* **PROVIDED PASSAGE**:
-----
Learning Some Geometric/Clifford Algebra

Clifford algebra isn’t so scary
math
Author

Scott H. Hawley

Published

October 15, 2021

“…for geometry, you know, is the gate of science, and the gate is so low and small that one can only enter it as a little child.”
– William K. Clifford

Motivations

  1. The recent paper, “Lightweight Convolutional Neural Networks By Hypercomplex Parameterization”. i.e, the potential for interesting (multichannel audio) signal processing applications of deep learning + hypercomplex numbers.
  2. The fact that, even as theoretical physicist (of classical field theory), I never learned enough about particle physics / QFT because I hated Dirac spinors, Pauli matrices, quaternions, and such. Thus this is an attempt to finally overcome my ignorance and aversion to an important and useful area of mathematics/physics!

References I’m finding to be helpful

  • The following video by “sudgylacmoe” using the “manim” presentation style developed by 3blue1brown. Watch this!
  • Another video: historical perspective: “The Vector Algebra War” (Oh, and there’s a paper from IEEE Access to go with it):

Other resources I have yet to read

Summary of My Thoughts So Far

  1. Why didn’t anybody teach me this stuff before??? It makes so many things in physics make more sense.
-----
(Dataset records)
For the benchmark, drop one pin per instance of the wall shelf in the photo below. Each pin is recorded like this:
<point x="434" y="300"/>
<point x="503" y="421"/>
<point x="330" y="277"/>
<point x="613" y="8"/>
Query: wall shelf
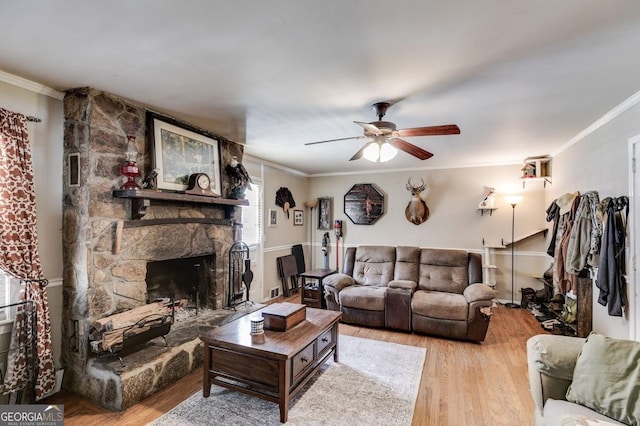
<point x="490" y="210"/>
<point x="536" y="169"/>
<point x="141" y="199"/>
-----
* **EXERCISE GOAL**: Retype the Clifford algebra post word for word, starting with "October 15, 2021" and going on through "area of mathematics/physics!". These rows have no role in this work.

* **WRITTEN SOLUTION**:
October 15, 2021

“…for geometry, you know, is the gate of science, and the gate is so low and small that one can only enter it as a little child.”
– William K. Clifford

Motivations

  1. The recent paper, “Lightweight Convolutional Neural Networks By Hypercomplex Parameterization”. i.e, the potential for interesting (multichannel audio) signal processing applications of deep learning + hypercomplex numbers.
  2. The fact that, even as theoretical physicist (of classical field theory), I never learned enough about particle physics / QFT because I hated Dirac spinors, Pauli matrices, quaternions, and such. Thus this is an attempt to finally overcome my ignorance and aversion to an important and useful area of mathematics/physics!